» Descrizione dell'esercizio: Trascriva riga per riga, senza alcuna modifica, tutti i record riportati di seguito, omettendo le immagini.

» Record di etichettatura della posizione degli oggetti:
____________________

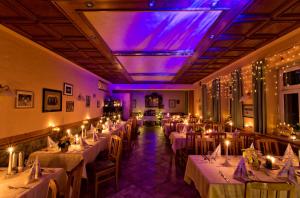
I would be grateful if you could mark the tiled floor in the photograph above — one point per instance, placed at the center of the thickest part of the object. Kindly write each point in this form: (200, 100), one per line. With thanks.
(149, 171)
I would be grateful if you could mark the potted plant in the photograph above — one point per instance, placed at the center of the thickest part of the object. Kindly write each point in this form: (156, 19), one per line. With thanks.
(64, 143)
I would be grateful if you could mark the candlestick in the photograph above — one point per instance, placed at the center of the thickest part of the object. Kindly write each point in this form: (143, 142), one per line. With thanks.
(20, 163)
(14, 160)
(9, 170)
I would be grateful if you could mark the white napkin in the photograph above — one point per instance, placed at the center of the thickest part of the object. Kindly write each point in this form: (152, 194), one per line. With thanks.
(288, 171)
(51, 143)
(240, 172)
(83, 143)
(35, 172)
(217, 152)
(289, 153)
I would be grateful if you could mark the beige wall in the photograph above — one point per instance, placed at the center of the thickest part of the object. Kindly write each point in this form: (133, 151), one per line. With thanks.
(27, 66)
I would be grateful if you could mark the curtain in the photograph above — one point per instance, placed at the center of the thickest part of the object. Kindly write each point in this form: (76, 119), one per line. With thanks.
(236, 104)
(259, 96)
(216, 103)
(204, 102)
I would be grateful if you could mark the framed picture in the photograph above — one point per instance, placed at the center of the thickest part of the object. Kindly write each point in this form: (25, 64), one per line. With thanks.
(88, 101)
(248, 110)
(69, 106)
(133, 104)
(52, 100)
(172, 103)
(24, 99)
(68, 89)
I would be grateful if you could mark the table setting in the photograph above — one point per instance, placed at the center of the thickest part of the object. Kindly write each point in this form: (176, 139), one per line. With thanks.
(217, 175)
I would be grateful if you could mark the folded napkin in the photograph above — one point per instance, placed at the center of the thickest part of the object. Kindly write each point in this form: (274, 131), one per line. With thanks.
(51, 143)
(83, 143)
(289, 153)
(95, 136)
(240, 172)
(35, 172)
(216, 153)
(288, 171)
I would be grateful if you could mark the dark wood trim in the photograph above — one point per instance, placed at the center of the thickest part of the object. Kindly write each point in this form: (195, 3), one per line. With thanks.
(29, 136)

____________________

» Risposta di seguito:
I would be grateful if you could mark the tiled floor in the photograph above — one point per instance, placed at the center of the thickest part of the object. Kindly write each point in this form: (200, 100), one per line. With thanks.
(149, 171)
I would be grateful if you could mark the potted plant in the photograph above — one point per instance, placed at the center of the thickest part of the object. Kindly write each point in this form: (156, 19), one per line. With thanks.
(64, 143)
I would be grateful if you could mark the candlestick in the photograph above — one point per instance, placed at the center of the thickest part of the object. Kindly write each point in this form: (143, 142), one per line. With thanks.
(20, 163)
(14, 160)
(9, 170)
I would be grateful if you could mark the white napkin in the photograph above — one point per instance, placed at the center of the thickest part of the object. Kindly write each point in this form: (152, 194), one per line. With thanks.
(288, 171)
(51, 143)
(240, 172)
(83, 143)
(35, 172)
(217, 152)
(289, 153)
I would be grateful if you could mark the beige wall in the photograph above — one point per instance, placed at the center of the thickest part of the object. Kindly write each point in this form: (133, 151), one per line. With thanks.
(27, 66)
I would be grateful if you could mark the curtain in the photograph above — one point per instance, placed at the center of the thickest part of the object. Kindly write each point in this form: (76, 119), one per line. With thanks.
(236, 104)
(259, 96)
(216, 103)
(204, 102)
I would be grateful if you could mark the framed picture in the photograph above — one point per instance, placed at the center of the thickest part of the object. Kindly write each point in this form: (25, 64), one per line. With thanks.
(88, 101)
(248, 110)
(69, 106)
(133, 104)
(52, 100)
(172, 103)
(24, 99)
(68, 89)
I would be grateful if you could mark the table setting in the photograph above — one point per instance, placed at the center of the thickest part of the object. Kindly write each point in this form: (176, 139), one per line. With thanks.
(217, 175)
I would be grateful if you could mark the folded napkin in the photograph above — one point per instance, placed at the center of the thickest part of the object. Kindly write each point in this form: (274, 131), one per line. With thanks.
(51, 143)
(83, 143)
(289, 153)
(95, 136)
(240, 172)
(35, 172)
(216, 153)
(288, 171)
I would be grateful if you could mark the dark wood trim in the photograph above — one point per instance, placed at the center of the thickest part of the object. Kindly write each point in this form: (195, 3), one per line. With thanks.
(29, 136)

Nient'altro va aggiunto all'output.